_WHAT IS REQUIRED_:
Reproduce every line of the records below without any change, but leave the pictures out.

_AVAILABLE RECORDS_:
========================================================================

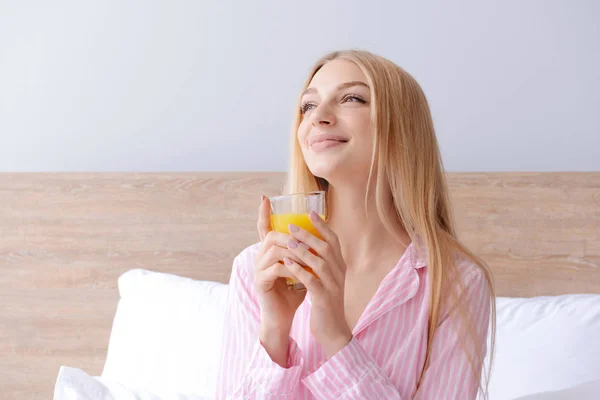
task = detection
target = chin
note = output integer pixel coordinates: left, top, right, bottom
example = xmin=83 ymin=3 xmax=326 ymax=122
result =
xmin=306 ymin=158 xmax=350 ymax=182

========================================================================

_TASK OUTPUT_:
task = detection
target = chin
note = output integer pixel coordinates: left, top, right, bottom
example = xmin=83 ymin=3 xmax=326 ymax=122
result =
xmin=306 ymin=158 xmax=350 ymax=182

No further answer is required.